## Text shown
<<<<
The goal of the current manuscript is to describe a straightforward PCA-based approach to measuring program status. It will be demonstrated how ordering transcriptomes by the first principal component (PCA1) corresponds to the natural temporal order of known gene expression programs. Examples will be given to show how measuring program status provides insights that may not be readily apparent with traditional or network approaches to gene expression data. Program status-based approaches to gene expression data offer a new way to approach gene expression systems research, which may be ideal for biomarker development and provide ways to develop and screen therapeutic strategies aimed at the targeted manipulation of gene expression program status.
Methods
General study design
The current study represented a secondary analysis of previously generated data; therefore, no IACUUC or IRB approval was required.
Microarray data processing
Microarray data sets were obtained from the Gene Expression Omnibus (GEO - http://www.ncbi.nlm.nih.gov/geo/). When present calls were available (Affymetrix 3′ expression arrays), genes were filtered for those with present calls in >51% of samples. When present calls were not available, genes with average expression levels greater than the median were used. For Affymetrix microarrays, .cel files were downloaded and Robust Multiarray Analysis (RMA) was used for data processing. For other array types, a processed data matrix was downloaded from GEO.
Principal components analysis (PCA)
>>>>
## Data provided
<<<<
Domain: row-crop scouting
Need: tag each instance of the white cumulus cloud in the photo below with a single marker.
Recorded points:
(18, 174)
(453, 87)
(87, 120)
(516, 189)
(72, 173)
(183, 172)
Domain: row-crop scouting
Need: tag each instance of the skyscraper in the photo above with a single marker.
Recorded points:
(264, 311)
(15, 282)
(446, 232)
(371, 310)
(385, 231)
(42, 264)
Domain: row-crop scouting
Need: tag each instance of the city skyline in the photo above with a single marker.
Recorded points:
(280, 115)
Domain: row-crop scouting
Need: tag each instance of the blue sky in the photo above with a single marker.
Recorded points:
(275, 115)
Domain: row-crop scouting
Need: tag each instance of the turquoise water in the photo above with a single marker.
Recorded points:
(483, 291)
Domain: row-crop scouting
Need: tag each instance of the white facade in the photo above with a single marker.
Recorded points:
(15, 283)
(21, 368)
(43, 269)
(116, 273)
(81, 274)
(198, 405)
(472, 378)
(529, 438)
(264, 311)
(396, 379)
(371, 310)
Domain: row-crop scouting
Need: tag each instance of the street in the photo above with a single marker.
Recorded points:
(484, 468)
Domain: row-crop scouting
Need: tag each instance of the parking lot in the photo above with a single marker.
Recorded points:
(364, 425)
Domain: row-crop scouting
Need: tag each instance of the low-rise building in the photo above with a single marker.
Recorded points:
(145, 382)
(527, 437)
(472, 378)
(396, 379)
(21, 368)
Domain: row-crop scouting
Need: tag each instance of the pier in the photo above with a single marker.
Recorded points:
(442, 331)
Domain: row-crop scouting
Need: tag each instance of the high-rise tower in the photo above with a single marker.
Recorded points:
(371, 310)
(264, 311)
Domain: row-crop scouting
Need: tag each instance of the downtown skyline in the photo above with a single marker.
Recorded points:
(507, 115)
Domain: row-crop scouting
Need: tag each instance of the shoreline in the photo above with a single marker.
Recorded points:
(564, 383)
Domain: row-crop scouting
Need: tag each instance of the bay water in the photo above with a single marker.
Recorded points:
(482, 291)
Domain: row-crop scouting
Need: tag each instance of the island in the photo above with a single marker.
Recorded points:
>>>>
## Work instructions
**1.** Translate this sentence from the text on measuring gene expression program status into Spanish: "Microarray data sets were obtained from the Gene Expression Omnibus (GEO - http://www.ncbi.nlm.nih.gov/geo/)."
**2.** Answer these questions from the text on measuring gene expression program status:
(a) What does ordering transcriptomes by the first principal component correspond to?
(b) Which method was used to process the data from Affymetrix microarrays?
(c) Which genes were used when present calls were not available?
**3.** Continue the text on measuring gene expression program status, beginning after its final heading, "Principal components analysis (PCA)".
The records are separate material and are not connected to the text on measuring gene expression program status.

## Answer list
**1.** Los conjuntos de datos de microarrays se obtuvieron del Gene Expression Omnibus (GEO - http://www.ncbi.nlm.nih.gov/geo/).

**2.**
(a) It corresponds to the natural temporal order of known gene expression programs.
(b) Robust Multiarray Analysis (RMA) was used.
(c) Genes with average expression levels greater than the median were used.

**3.**
Five non-overlapping groups of expression levels from 2000 probe sets/group were used for principal components analysis. Subsets of genes were used to allow PCA to be performed rapidly on a standard desktop computer and to demonstrate that PCA performed on any subset of genes gave nearly identical results for PCA1. This illustrates that PCA1 is detecting a unifying systemic property of datasets. Because information about this property is distributed across the entire transcriptome, it can be measured with non-overlapping groups of genes. Probe set groups were selected based on the order of their probe set ID numbers, i.e. Group 1 was probe sets #1-2000, Group was probe sets #2001-4000, etc. PCA was performed in MATLAB on Z-scored data. The first principal component (PCA1) was used as an index of program status. PCA1 from principal components analysis of each of the 5 groups of probe sets were nearly identical.
Relationship to program status
The relationship of gene expression levels to program status was calculated as the Pearson r correlation coefficient of PCA1 with expression levels of individual genes in MATLAB with the “corr” function.
Connectivity analysis
To construct an adjacency matrix cross-correlation of gene expression levels was performed. Cross-correlation scores were assessed for significance based on p<0.001. Genes were considered to be connected if they had a significant (p<0.001) cross-correlation. Connectivity was calculated as the number of connections/total number of genes.
Statistics
Linear and non-linear regression was performed using Prism (Graphpad, LaJolla, CA). ANOVA with Bonferoni correction was also done in Prism. Cross correlation for replicates of PCA1 was performed in MATLAB with the “corr” function.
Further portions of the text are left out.